*** Dataset excerpts ***
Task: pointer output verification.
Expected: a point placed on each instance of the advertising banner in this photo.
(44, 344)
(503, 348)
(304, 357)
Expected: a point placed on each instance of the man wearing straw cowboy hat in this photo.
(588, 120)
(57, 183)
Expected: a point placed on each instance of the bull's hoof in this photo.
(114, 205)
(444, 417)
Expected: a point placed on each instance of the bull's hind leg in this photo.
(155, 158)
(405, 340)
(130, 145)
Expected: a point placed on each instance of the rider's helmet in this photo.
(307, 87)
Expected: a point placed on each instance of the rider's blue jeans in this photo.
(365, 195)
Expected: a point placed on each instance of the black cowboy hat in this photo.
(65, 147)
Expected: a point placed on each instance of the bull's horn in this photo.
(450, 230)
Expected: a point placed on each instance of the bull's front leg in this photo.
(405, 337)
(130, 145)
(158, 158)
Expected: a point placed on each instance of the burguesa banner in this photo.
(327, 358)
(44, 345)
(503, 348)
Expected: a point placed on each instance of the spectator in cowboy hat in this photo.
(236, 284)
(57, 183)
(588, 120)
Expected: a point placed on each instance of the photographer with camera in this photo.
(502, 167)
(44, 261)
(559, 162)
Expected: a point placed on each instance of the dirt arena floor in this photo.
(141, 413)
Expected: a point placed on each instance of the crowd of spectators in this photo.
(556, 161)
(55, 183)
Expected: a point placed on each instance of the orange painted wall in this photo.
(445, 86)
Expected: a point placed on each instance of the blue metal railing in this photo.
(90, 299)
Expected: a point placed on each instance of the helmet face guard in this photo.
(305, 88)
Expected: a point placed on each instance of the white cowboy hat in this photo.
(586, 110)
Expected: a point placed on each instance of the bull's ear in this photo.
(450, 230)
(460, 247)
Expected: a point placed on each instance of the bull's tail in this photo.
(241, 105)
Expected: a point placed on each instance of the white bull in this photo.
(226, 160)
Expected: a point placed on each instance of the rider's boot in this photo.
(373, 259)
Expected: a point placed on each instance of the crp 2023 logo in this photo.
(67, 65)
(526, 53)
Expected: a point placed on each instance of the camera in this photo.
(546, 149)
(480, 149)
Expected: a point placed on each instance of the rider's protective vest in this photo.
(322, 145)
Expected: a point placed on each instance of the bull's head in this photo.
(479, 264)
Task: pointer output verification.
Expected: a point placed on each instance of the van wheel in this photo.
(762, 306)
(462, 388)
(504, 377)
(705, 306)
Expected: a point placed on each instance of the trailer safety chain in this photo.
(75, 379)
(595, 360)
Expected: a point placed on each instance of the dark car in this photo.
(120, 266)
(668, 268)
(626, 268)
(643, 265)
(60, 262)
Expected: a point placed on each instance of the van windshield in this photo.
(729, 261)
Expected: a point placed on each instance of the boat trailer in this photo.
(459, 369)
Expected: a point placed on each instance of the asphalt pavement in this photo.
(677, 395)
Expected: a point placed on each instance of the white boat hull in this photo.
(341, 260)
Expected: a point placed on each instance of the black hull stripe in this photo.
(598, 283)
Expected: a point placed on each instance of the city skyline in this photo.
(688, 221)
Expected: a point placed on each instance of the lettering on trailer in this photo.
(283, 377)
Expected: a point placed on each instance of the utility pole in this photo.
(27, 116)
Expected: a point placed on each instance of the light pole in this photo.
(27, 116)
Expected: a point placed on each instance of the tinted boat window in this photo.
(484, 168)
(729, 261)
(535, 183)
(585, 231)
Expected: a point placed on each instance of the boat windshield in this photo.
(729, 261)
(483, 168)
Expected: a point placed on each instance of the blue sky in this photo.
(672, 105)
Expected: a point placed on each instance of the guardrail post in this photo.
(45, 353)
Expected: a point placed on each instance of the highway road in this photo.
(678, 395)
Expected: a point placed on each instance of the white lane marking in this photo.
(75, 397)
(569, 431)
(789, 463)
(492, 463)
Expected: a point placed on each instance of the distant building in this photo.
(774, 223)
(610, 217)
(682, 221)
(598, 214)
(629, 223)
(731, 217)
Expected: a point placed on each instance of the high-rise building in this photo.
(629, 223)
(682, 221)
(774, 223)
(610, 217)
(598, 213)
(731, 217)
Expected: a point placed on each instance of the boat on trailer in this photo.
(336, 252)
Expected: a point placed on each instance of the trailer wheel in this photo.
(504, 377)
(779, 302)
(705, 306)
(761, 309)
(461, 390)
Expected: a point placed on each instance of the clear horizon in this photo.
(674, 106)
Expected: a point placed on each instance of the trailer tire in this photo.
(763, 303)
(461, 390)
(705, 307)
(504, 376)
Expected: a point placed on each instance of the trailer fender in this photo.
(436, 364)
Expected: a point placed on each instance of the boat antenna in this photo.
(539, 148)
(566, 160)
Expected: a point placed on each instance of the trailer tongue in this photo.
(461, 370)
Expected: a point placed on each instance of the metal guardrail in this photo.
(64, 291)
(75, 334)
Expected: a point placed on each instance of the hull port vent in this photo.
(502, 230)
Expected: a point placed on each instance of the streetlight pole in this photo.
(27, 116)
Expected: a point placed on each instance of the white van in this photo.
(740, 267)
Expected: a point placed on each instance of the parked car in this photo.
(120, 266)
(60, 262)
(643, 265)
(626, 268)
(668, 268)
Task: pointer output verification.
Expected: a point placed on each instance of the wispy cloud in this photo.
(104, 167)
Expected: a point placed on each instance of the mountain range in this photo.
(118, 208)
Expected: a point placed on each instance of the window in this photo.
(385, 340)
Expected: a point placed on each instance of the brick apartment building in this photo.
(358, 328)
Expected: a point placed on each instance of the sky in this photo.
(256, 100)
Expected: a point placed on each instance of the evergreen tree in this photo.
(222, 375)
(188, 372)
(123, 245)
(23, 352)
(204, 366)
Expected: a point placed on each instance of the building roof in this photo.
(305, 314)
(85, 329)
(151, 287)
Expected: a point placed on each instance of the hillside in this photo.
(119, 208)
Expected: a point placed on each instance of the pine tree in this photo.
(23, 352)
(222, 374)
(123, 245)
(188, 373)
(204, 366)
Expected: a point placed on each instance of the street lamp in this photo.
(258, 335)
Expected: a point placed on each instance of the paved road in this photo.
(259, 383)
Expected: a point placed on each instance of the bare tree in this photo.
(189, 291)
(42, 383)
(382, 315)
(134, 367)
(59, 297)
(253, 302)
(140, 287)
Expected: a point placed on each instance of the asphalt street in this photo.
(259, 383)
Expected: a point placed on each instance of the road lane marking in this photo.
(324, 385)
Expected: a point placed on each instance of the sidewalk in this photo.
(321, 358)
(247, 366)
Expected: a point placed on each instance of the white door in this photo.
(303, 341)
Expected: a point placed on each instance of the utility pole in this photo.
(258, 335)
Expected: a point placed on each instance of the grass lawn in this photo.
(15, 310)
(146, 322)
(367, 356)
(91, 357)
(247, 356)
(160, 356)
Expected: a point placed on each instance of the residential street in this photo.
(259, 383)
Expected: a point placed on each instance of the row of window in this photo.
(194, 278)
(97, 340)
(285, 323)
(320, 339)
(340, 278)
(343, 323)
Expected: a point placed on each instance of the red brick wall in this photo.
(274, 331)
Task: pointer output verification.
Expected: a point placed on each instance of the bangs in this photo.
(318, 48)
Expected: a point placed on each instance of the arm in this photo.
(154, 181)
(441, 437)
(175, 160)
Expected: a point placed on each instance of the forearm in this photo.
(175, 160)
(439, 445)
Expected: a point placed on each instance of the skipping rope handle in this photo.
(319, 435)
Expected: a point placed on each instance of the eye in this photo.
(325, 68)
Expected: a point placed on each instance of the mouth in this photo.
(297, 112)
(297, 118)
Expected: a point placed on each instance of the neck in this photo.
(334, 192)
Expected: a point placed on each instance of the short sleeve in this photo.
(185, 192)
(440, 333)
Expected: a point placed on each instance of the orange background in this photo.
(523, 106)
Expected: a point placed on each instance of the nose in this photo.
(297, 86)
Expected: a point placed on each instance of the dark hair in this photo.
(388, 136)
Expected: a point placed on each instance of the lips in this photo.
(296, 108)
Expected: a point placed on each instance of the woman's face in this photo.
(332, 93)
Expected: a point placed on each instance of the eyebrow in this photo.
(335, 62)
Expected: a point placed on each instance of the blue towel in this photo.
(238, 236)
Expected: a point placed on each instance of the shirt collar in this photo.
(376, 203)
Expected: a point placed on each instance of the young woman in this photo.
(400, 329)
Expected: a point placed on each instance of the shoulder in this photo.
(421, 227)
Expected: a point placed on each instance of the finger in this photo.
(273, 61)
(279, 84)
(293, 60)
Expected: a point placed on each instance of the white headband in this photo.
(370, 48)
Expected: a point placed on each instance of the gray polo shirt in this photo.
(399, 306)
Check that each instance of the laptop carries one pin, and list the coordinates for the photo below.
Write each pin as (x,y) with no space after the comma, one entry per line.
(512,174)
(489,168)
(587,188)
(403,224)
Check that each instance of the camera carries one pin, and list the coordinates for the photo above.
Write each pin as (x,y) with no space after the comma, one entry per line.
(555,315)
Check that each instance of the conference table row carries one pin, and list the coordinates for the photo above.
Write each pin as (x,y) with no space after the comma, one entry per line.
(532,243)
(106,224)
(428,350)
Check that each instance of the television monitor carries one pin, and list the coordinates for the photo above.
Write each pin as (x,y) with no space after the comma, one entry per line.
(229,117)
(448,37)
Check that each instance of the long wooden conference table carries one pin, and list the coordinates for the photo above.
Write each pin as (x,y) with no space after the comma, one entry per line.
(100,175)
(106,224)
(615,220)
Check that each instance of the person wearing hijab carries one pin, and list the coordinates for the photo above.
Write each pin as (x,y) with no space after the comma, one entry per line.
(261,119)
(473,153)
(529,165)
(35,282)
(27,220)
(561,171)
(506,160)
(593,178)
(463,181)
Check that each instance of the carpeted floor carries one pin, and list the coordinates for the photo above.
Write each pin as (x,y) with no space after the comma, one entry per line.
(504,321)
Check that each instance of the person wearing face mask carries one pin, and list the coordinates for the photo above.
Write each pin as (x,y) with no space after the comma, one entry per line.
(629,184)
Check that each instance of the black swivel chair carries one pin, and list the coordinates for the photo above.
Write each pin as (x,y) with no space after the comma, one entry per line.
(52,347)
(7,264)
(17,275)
***
• Task details
Keep only those lines of the records that hold "carries", and return them.

• Task output
Check that each instance of the laptop carries one pin, and list the coordinates for the photo below.
Check that each instance of the camera carries one pin, and list the coordinates for the photo above.
Check that each instance of the conference table row carries one pin, and list the coordinates for the photo above.
Check that each instance of the television monitor carries one pin, and list the coordinates for the photo above.
Check that each instance of the long wooden conference table carries one pin, and list the coordinates for the photo above.
Check that each instance of the person wearing hijab carries one pin, and list the coordinates for the photo above.
Check that each instance of the carpeted floor carries one pin, and list the coordinates for the photo above.
Check that each instance of the person wearing face mask carries one pin, and list the coordinates for the photo above.
Check that each instance of the black swivel chair carries one pin, and list the coordinates for the photo above.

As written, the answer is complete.